▶ **Problem to work on**: The expected output is the complete listing, copied exactly.

▶ **Records provided**:
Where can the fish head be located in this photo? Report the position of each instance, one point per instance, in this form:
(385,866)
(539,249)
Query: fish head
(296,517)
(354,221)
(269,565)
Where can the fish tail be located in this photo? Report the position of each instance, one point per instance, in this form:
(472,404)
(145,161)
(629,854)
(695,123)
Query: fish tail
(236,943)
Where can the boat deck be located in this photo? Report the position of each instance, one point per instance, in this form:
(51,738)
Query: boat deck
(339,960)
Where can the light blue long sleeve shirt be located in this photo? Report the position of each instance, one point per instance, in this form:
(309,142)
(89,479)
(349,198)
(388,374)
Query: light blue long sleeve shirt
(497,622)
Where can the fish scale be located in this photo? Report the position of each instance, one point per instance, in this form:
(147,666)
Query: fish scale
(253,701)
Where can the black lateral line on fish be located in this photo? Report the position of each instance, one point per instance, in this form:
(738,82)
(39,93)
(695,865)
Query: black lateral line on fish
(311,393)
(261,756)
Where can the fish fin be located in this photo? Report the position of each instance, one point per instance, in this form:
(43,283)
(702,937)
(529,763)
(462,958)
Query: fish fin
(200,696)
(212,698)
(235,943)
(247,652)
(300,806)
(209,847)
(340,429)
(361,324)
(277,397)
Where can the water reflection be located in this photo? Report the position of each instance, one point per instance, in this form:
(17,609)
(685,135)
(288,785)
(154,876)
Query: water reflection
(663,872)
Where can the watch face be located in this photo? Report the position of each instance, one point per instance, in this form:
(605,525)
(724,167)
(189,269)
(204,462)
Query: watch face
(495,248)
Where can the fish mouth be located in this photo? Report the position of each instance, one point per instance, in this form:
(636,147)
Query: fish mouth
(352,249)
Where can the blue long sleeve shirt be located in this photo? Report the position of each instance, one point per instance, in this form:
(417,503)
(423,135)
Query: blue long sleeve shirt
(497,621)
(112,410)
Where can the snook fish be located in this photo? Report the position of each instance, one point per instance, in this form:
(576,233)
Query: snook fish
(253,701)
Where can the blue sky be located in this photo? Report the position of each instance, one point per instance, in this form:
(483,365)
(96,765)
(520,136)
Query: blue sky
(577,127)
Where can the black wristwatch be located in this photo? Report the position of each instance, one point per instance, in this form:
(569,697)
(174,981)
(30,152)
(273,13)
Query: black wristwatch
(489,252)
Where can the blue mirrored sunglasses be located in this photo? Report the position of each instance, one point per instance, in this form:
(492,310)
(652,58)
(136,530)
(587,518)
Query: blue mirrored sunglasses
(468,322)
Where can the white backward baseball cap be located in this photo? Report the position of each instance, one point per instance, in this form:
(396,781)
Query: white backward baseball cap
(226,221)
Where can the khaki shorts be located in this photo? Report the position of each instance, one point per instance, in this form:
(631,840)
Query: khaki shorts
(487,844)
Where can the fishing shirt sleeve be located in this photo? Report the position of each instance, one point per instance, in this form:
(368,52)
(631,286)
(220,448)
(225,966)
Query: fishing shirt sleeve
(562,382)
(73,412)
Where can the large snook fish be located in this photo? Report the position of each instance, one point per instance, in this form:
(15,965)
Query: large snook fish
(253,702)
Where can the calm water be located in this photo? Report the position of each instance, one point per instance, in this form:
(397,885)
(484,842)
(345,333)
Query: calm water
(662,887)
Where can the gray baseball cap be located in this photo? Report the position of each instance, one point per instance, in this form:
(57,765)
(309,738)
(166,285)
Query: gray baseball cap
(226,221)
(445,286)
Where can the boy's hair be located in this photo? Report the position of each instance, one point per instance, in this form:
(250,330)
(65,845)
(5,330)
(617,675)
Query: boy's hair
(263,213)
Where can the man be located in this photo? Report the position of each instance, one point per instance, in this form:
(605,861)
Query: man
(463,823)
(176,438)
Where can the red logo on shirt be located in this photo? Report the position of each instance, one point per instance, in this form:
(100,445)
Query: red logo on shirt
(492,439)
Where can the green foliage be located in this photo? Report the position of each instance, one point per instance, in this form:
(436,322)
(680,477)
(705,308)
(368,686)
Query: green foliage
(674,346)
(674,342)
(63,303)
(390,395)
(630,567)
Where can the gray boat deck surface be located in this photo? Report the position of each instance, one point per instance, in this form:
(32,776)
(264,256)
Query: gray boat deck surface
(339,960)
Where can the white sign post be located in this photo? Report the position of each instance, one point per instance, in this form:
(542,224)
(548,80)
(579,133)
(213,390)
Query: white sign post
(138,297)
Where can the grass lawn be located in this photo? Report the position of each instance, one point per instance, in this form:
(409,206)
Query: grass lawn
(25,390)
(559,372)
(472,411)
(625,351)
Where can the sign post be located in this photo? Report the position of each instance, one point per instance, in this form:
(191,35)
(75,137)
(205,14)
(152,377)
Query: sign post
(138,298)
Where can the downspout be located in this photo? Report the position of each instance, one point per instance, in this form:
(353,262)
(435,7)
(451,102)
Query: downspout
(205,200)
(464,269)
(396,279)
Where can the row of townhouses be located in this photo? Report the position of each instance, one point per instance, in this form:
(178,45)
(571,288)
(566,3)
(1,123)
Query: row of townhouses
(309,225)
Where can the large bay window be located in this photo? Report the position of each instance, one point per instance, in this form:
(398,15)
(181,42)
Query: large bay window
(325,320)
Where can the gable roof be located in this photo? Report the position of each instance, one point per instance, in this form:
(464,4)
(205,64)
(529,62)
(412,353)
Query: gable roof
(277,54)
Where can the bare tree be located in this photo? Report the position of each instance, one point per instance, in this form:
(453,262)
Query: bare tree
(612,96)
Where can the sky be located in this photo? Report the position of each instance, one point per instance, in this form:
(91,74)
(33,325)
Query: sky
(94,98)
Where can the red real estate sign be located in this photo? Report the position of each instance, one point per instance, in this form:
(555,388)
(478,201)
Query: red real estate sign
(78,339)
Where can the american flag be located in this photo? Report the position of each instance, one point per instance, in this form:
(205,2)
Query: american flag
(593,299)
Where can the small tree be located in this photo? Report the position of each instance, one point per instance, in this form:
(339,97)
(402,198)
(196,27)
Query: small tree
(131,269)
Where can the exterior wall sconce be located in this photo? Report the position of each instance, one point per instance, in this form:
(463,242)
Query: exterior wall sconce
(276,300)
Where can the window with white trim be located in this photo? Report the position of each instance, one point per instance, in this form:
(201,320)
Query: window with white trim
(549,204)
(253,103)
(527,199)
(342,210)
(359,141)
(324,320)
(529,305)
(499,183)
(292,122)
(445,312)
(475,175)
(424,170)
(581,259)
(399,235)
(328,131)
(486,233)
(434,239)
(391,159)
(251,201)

▶ **Answer space**:
Where can the fish head be located in this photo? Report the position of each instance, one point per instance, in this form:
(385,866)
(539,249)
Query: fish head
(296,517)
(354,221)
(269,565)
Where can the fish tail be located in this photo? Report the position of each instance, one point per instance, in this form:
(472,404)
(145,161)
(629,854)
(695,123)
Query: fish tail
(236,943)
Where can the boat deck be located in this photo? Report the position of each instance, one point per instance, in this form:
(51,738)
Query: boat deck
(339,960)
Where can the light blue long sleeve shirt be located in this photo? Report the position of each instance, one point per instance, in this form:
(309,142)
(89,479)
(349,198)
(388,374)
Query: light blue long sleeve shirt
(497,622)
Where can the fish scale be located in this photo? Report the position of each instance, one point per instance, in this form:
(147,666)
Query: fish scale
(253,701)
Where can the black lateral line on fish be located in this photo? Report the position of each instance, one point per instance, in this form:
(738,82)
(39,93)
(695,865)
Query: black lateral line on fish
(311,393)
(261,756)
Where can the fish fin be located in this photo? Report the position of each instance, one point per instance, in this form:
(43,283)
(702,937)
(529,763)
(462,958)
Query: fish fin
(200,696)
(212,698)
(235,943)
(247,652)
(300,806)
(209,847)
(340,429)
(361,324)
(277,397)
Where can the water reflection be located in this photo? Report the position of each instance, one point per instance, in this form:
(17,609)
(685,135)
(288,785)
(154,876)
Query: water reflection
(663,872)
Where can the watch face be located in this photo? Report the position of each instance, one point per instance, in this form:
(605,525)
(724,167)
(189,269)
(204,462)
Query: watch face
(495,248)
Where can the fish mouth be located in this photo? Report the position of each instance, one point per instance, in this form:
(636,147)
Query: fish mouth
(352,249)
Where can the blue long sleeve shirt be located in this photo? Report the position of each instance, one point per instance, in this form:
(417,503)
(423,135)
Query: blue long sleeve shirt
(497,621)
(112,410)
Where can the snook fish be located in this photo? Report the position of each instance, one point per instance, in this form:
(576,233)
Query: snook fish
(253,701)
Where can the blue sky be located in this photo? Report the position of each instance, one point per instance, in this form:
(483,365)
(96,765)
(520,136)
Query: blue sky
(577,127)
Where can the black wristwatch be located in this photo? Report the position of each instance, one point per instance, in this form:
(569,697)
(174,981)
(30,152)
(273,13)
Query: black wristwatch
(489,252)
Where can the blue mirrored sunglasses be located in this photo? Report the position of each instance, one point per instance, in this form:
(492,310)
(652,58)
(136,530)
(587,518)
Query: blue mirrored sunglasses
(468,322)
Where can the white backward baseball cap be located in this photo? Report the position of each instance, one point per instance, in this form:
(396,781)
Query: white backward baseball cap
(226,221)
Where can the khaki shorts be located in this photo? Report the position of each instance, one point per instance, in this form:
(631,840)
Query: khaki shorts
(487,844)
Where can the fishing shirt sleeve be located in this photo? Report the position of each instance, one point per instance, in this form:
(368,52)
(631,286)
(220,448)
(225,966)
Query: fishing shirt sleeve
(562,382)
(73,412)
Where can the large snook fish be located in this photo? Report the position of each instance, one point per instance, in this form:
(15,965)
Query: large snook fish
(253,702)
Where can the calm water be located in this photo? Report the position of each instance, one point per instance, in this form:
(397,885)
(484,842)
(345,333)
Query: calm water
(662,887)
Where can the gray baseball cap be located in this photo? Report the position of each instance, one point per instance, in this form:
(57,765)
(309,738)
(166,285)
Query: gray baseball cap
(226,221)
(445,286)
Where can the boy's hair be located in this photo? Report the position of each instance, one point per instance, in this form:
(250,330)
(65,845)
(5,330)
(617,675)
Query: boy's hair
(263,213)
Where can the man be located in this photo? Report the position of each instance, one point per instance, in this form:
(605,861)
Query: man
(463,823)
(176,438)
Where can the red logo on shirt be located in this photo? Report the position of each instance, one point per instance, in this form:
(100,445)
Query: red logo on shirt
(492,439)
Where can the green foliage be located in this photo? Report the position of each instance, one point per instance, in this form:
(436,322)
(680,477)
(705,308)
(368,686)
Query: green foliage
(674,346)
(674,342)
(63,303)
(390,395)
(630,567)
Where can the gray boat deck surface be located in this photo? Report the position of each instance, one point per instance, in this form:
(32,776)
(264,256)
Query: gray boat deck surface
(339,960)
Where can the white sign post be located in this photo? Report the position of each instance, one point per instance, in this form:
(542,224)
(548,80)
(579,133)
(213,390)
Query: white sign post
(138,297)
Where can the grass lawn be located in this photo? Report the position of each instance, one point per instance, in this form:
(409,206)
Query: grass lawn
(25,390)
(559,372)
(472,411)
(625,351)
Where can the sign post be located in this photo? Report the position of each instance, one point per instance, in this form:
(191,35)
(75,137)
(205,14)
(152,377)
Query: sign post
(138,298)
Where can the downspout be located in this photo? Report the position of each instance, one point per instance, in this form:
(353,262)
(435,7)
(451,102)
Query: downspout
(205,200)
(464,269)
(396,279)
Where can the row of townhouses be located in this photo? Report the position of each instance, one point per instance, in this form:
(178,45)
(571,288)
(566,3)
(1,123)
Query: row of townhouses
(309,225)
Where can the large bay window be located in this photo? Report the position of each instance, one point per instance, in this form:
(398,15)
(181,42)
Query: large bay window
(325,320)
Where can the gable roof be located in this photo? Report the position of each instance, one point per instance, in this form:
(464,4)
(205,64)
(529,62)
(412,353)
Query: gable roof
(277,54)
Where can the bare tree be located in this photo? Report the position of each instance, one point per instance, in this form:
(453,262)
Query: bare tree
(612,96)
Where can the sky be located in this photo? Report the position of each instance, one point per instance, in this form:
(91,74)
(33,325)
Query: sky
(94,98)
Where can the red real estate sign be located in this photo? Report the position of each instance, one point per instance, in this form:
(555,388)
(478,201)
Query: red real estate sign
(78,339)
Where can the american flag be located in this photo? Report the position of each instance, one point per instance, in this form:
(205,2)
Query: american flag
(593,299)
Where can the small tree be located in this photo? Report the position of each instance, one point per instance, in this form:
(339,97)
(402,198)
(196,27)
Query: small tree
(131,269)
Where can the exterior wall sconce be located in this photo? Report the position of each instance, one point per instance, in this form:
(463,242)
Query: exterior wall sconce
(276,300)
Where can the window with white trim be located in this photo? Report the position of each instance, one point per instance, in this form:
(201,320)
Query: window with white trim
(549,204)
(253,103)
(527,199)
(342,210)
(359,141)
(324,320)
(529,305)
(499,183)
(292,122)
(445,312)
(475,175)
(424,170)
(581,259)
(399,235)
(328,131)
(486,233)
(434,239)
(391,159)
(251,201)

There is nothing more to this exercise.